# DOCUMENT SECTION

>>>>>

Dr Kei Miller is a Jamaican poet, novelist, essayist and editor based at the University of Glasgow, who works in a range of different media to promote international awareness of Caribbean culture and literature. He has championed the Caribbean voice as judge of the Commonwealth Book Prize, as editor of the Heinemann Caribbean Writers series, and in his own creative output of three books of poetry, two novels, one collection of short stories and a forthcoming book of essays. He provides guidance and encouragement to emerging writers through festivals, workshops and residencies, is an established practitioner-tutor for the British Council, and has been recognised as an important cross-cultural voice in being selected for a leadership role with the International Writing Program at Iowa State University.

Underpinning research

The research of Kei Miller (Reader in English Literature, University of Glasgow, 2007-present) takes four main forms.

The first is poetry, as embodied in three published collections (2006; 2007; 2010) which explore Miller's personal responses to living in Jamaica, to emigration and exile, to travel, and to the linguistic, political, racial, intellectual and emotional conflicts he has encountered as a Jamaican at different stages of his personal and artistic development. The link between Miller's poetry and song, as indicated in the title of his latest collection A Light Song of Light, was recently highlighted by his commission to work on a libretto for a new work for voices and instruments to be performed at the Wigmore Hall.

The second form is prose fiction, as represented by two novels and miscellaneous short fiction (2006; 2008; 2010). These address the problem of bringing home a sense of new possibilities, discovered abroad, without either losing awareness of one's own identity or becoming embroiled in old familiar restrictions; and questions of how to communicate the specifics of Caribbean culture to the world at large, in such a way as to enable listeners and readers to understand and pay attention.

The third form is that of the experimental essay. A collection is forthcoming in 2013 which expands on the topics explored in his verse and fiction as it describes Miller's movements across Caribbean, European, African and American horizons, using a variety of techniques that incorporate memoir, interview, prayer, invocation and prophecy. The essays were written for occasions that range through the spectrum from private and personal to public and formal. Their close alliance both to prose fiction and to poetry has been commented on in readers' reports.

<<<<<

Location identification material
>>>>>

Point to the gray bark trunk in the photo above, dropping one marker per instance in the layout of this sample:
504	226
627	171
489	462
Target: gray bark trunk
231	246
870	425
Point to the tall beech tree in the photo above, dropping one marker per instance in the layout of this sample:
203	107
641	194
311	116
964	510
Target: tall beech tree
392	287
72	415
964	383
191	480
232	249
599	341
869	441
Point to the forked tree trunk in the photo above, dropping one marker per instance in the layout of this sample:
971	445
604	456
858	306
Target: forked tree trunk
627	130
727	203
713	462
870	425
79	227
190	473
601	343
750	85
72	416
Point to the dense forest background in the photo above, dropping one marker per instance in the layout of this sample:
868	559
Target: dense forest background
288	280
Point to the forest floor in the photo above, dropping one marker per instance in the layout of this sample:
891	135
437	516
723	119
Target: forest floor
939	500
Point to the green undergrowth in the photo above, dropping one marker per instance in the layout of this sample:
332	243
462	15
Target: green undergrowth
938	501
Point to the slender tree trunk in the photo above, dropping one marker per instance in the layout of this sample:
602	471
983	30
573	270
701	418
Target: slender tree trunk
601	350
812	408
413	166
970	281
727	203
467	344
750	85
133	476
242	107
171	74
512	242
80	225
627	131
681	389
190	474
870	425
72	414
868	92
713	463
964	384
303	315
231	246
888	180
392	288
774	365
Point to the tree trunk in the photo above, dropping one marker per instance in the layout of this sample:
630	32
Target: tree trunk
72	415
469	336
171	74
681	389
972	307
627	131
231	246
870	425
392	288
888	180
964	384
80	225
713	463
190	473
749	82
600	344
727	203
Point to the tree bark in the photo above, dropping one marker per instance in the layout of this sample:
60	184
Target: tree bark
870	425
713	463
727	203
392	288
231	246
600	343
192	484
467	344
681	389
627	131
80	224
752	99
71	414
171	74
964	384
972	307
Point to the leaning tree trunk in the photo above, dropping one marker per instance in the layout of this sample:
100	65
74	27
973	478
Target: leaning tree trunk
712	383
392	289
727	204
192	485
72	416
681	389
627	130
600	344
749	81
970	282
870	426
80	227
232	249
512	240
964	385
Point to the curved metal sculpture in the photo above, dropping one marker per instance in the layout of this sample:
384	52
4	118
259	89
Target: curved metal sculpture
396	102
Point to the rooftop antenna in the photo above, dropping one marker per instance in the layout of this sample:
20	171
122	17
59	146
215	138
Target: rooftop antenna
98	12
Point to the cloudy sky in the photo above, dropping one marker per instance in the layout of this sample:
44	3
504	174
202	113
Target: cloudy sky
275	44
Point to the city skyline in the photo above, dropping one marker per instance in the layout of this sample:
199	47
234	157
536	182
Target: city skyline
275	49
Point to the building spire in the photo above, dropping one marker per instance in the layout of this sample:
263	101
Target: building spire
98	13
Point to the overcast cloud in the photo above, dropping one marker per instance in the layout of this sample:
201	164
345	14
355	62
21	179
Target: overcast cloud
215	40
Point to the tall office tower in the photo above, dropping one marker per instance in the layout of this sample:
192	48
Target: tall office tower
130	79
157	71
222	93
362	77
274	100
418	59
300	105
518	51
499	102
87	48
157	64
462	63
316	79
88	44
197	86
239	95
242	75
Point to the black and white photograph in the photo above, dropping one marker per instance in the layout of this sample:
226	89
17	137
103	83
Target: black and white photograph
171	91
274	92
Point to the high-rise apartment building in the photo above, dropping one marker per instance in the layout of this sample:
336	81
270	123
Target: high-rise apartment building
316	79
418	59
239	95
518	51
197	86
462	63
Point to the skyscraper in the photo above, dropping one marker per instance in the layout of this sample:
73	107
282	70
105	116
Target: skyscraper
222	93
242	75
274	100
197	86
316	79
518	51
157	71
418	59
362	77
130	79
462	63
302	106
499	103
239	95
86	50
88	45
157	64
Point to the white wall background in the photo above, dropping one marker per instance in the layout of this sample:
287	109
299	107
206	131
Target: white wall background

<<<<<

# TASK REQUIREMENTS
Rewrite the Kei Miller text starting at "The research of" and ending at "the Wigmore Hall.", replacing "libretto" with "score".

# EXERCISE ANSWER
The research of Kei Miller (Reader in English Literature, University of Glasgow, 2007-present) takes four main forms.

The first is poetry, as embodied in three published collections (2006; 2007; 2010) which explore Miller's personal responses to living in Jamaica, to emigration and exile, to travel, and to the linguistic, political, racial, intellectual and emotional conflicts he has encountered as a Jamaican at different stages of his personal and artistic development. The link between Miller's poetry and song, as indicated in the title of his latest collection A Light Song of Light, was recently highlighted by his commission to work on a score for a new work for voices and instruments to be performed at the Wigmore Hall.